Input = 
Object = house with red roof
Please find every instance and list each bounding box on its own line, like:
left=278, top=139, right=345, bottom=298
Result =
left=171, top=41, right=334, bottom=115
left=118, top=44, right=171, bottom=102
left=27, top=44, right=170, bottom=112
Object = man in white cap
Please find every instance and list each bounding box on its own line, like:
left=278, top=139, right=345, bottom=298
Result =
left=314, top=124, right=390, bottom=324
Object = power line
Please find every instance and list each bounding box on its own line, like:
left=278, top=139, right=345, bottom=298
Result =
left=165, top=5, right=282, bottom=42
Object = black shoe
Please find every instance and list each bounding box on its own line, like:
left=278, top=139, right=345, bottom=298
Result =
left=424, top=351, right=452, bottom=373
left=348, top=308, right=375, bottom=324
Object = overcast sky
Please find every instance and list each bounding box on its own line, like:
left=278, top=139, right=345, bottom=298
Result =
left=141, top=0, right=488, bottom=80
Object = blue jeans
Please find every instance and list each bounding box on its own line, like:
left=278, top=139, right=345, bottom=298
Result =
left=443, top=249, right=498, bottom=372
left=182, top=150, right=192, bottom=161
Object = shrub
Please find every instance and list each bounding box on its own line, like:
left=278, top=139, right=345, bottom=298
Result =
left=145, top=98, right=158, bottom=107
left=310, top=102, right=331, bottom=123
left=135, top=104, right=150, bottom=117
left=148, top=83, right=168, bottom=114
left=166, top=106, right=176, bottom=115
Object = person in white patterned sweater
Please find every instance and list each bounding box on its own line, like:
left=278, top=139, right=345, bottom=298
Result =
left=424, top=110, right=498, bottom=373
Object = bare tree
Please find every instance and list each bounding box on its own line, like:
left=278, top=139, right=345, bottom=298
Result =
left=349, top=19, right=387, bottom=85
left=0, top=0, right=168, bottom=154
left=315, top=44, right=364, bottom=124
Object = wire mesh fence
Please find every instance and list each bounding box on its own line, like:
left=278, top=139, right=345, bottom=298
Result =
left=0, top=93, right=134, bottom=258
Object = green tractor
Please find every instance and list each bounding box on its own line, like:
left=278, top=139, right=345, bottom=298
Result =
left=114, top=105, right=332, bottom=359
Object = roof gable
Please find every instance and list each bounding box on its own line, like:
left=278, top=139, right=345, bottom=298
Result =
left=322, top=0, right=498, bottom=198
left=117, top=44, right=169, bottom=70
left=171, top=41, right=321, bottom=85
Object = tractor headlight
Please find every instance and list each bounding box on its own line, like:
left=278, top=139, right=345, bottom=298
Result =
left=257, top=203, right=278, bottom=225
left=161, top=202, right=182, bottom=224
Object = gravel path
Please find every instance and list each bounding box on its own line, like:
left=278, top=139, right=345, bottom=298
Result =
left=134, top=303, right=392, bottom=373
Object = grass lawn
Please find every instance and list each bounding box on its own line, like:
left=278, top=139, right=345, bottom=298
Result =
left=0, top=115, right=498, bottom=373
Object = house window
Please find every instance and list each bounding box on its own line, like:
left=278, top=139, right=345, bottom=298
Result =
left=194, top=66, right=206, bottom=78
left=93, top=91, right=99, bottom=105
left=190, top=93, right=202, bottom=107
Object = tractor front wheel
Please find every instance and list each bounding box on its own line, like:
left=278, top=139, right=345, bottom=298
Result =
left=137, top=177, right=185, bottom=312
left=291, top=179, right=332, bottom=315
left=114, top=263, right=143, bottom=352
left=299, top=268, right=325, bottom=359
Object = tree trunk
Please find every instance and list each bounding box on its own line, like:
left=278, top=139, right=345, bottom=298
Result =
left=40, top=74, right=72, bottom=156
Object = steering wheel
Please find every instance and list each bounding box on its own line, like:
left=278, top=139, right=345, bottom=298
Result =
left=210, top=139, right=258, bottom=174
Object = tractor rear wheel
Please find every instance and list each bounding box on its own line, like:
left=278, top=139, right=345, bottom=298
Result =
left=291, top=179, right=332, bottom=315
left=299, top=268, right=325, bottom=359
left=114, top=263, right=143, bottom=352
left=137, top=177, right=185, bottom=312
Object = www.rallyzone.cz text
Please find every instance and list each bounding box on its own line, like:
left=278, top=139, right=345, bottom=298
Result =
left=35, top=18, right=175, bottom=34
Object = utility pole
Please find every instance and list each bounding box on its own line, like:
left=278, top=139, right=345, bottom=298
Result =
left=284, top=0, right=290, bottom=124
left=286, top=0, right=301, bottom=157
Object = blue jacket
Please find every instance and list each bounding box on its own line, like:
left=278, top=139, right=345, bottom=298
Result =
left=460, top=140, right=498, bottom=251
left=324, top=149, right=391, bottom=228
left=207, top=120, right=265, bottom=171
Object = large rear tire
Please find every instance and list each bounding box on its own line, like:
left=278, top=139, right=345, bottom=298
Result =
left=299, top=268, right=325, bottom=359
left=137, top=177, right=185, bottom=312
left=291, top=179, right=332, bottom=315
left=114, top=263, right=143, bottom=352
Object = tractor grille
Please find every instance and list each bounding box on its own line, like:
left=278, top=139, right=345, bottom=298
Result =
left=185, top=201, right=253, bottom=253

══════════════════════════════

• _WHAT THE EXERCISE ASKS_: Revise the items above by replacing every "Object" with "Target", leaving all other text unchanged.

• _REPLY_:
Input = 
Target = house with red roof
Please find every instance and list each bounding box on its own line, like:
left=278, top=139, right=345, bottom=298
Result =
left=171, top=41, right=334, bottom=115
left=118, top=44, right=171, bottom=102
left=27, top=44, right=170, bottom=112
Target = man in white cap
Please find every instance and list each bounding box on its own line, like:
left=278, top=139, right=345, bottom=298
Result =
left=314, top=124, right=390, bottom=324
Target = power line
Please find every instance and list each bounding box on its own line, like:
left=278, top=139, right=345, bottom=298
Result =
left=165, top=5, right=282, bottom=42
Target = black shoe
Please find every instance and list each bounding box on its own line, like:
left=278, top=139, right=345, bottom=298
Result =
left=424, top=351, right=452, bottom=373
left=348, top=308, right=375, bottom=324
Target = overcast sky
Please find every instance and list each bounding box on its own line, like:
left=278, top=139, right=345, bottom=298
Result =
left=141, top=0, right=488, bottom=80
Target = blue jeans
Please find every instance and list each bounding box on its own line, like:
left=278, top=139, right=345, bottom=298
Result =
left=443, top=249, right=498, bottom=372
left=182, top=150, right=192, bottom=161
Target = shrub
Please find every instance and list each bounding box on its own line, like:
left=278, top=139, right=345, bottom=298
Result =
left=145, top=98, right=158, bottom=107
left=310, top=102, right=331, bottom=123
left=135, top=104, right=150, bottom=117
left=148, top=83, right=168, bottom=114
left=166, top=106, right=176, bottom=115
Target = person in white patterned sweater
Please find every instance and list each bounding box on its own line, like:
left=278, top=139, right=345, bottom=298
Result =
left=424, top=110, right=498, bottom=373
Target = bare tree
Please find every instance and list each bounding box on its own line, like:
left=278, top=139, right=345, bottom=298
Result =
left=349, top=19, right=387, bottom=85
left=0, top=0, right=168, bottom=154
left=315, top=44, right=364, bottom=124
Target = wire mesh fence
Please find every instance and list each bounding box on its own line, like:
left=278, top=139, right=345, bottom=298
Result =
left=0, top=93, right=134, bottom=258
Target = green tractor
Please find every instance and list each bounding box on its own line, like:
left=278, top=139, right=345, bottom=298
Result =
left=114, top=105, right=332, bottom=359
Target = roof gable
Please find every instance and list each bounding box on its own line, like:
left=278, top=139, right=345, bottom=298
Result =
left=322, top=0, right=498, bottom=198
left=117, top=44, right=169, bottom=70
left=171, top=41, right=321, bottom=85
Target = tractor headlight
Please find every instance and list each bounding box on its own line, like:
left=278, top=139, right=345, bottom=298
Result =
left=257, top=203, right=278, bottom=225
left=161, top=202, right=182, bottom=224
Target = gravel path
Please find every instance and list each bounding box on its own line, like:
left=278, top=139, right=345, bottom=298
Result =
left=134, top=303, right=392, bottom=373
Target = grass lawn
Please find every instance and list each bounding box on its own line, like:
left=278, top=139, right=345, bottom=298
Result =
left=0, top=115, right=498, bottom=373
Target = house window
Please find every instance and list each bounding box on its own line, like:
left=278, top=139, right=345, bottom=298
Result =
left=194, top=66, right=206, bottom=78
left=93, top=91, right=99, bottom=105
left=190, top=93, right=202, bottom=107
Target = tractor front wheel
Please find every instance and list each bounding box on its own line, like:
left=278, top=139, right=345, bottom=298
Result =
left=137, top=177, right=185, bottom=312
left=291, top=179, right=332, bottom=315
left=114, top=263, right=143, bottom=352
left=299, top=268, right=325, bottom=359
Target = tree trunk
Please find every instance and list each bounding box on its own line, like:
left=278, top=139, right=345, bottom=298
Result =
left=40, top=74, right=72, bottom=156
Target = steering wheel
Please find every instance and list each bounding box on its own line, like:
left=278, top=139, right=345, bottom=298
Result =
left=210, top=139, right=258, bottom=174
Target = tractor rear wheel
Please find every instance and list each bounding box on its own line, like:
left=278, top=139, right=345, bottom=298
Result =
left=291, top=179, right=332, bottom=315
left=299, top=268, right=325, bottom=359
left=114, top=263, right=143, bottom=352
left=137, top=177, right=185, bottom=312
Target = www.rallyzone.cz text
Please find every instance and list each bounding box on its own line, like:
left=278, top=139, right=345, bottom=298
Result =
left=35, top=18, right=175, bottom=34
Target = utility pole
Please find every instance and list each bounding box on its own line, like:
left=278, top=139, right=345, bottom=298
Result =
left=284, top=0, right=290, bottom=124
left=286, top=0, right=301, bottom=157
Target = blue jacket
Please find every instance and list each bounding box on its own line, like:
left=278, top=139, right=345, bottom=298
Result =
left=460, top=140, right=498, bottom=251
left=324, top=149, right=391, bottom=228
left=207, top=120, right=265, bottom=171
Target = large rear tire
Please find every instance and list each bounding box on its own line, like:
left=278, top=139, right=345, bottom=298
Result =
left=299, top=268, right=325, bottom=359
left=137, top=177, right=185, bottom=312
left=291, top=179, right=332, bottom=315
left=114, top=263, right=143, bottom=352
Target = tractor grille
Please find every instance and list each bounding box on its own line, like:
left=278, top=139, right=345, bottom=298
Result =
left=185, top=201, right=253, bottom=253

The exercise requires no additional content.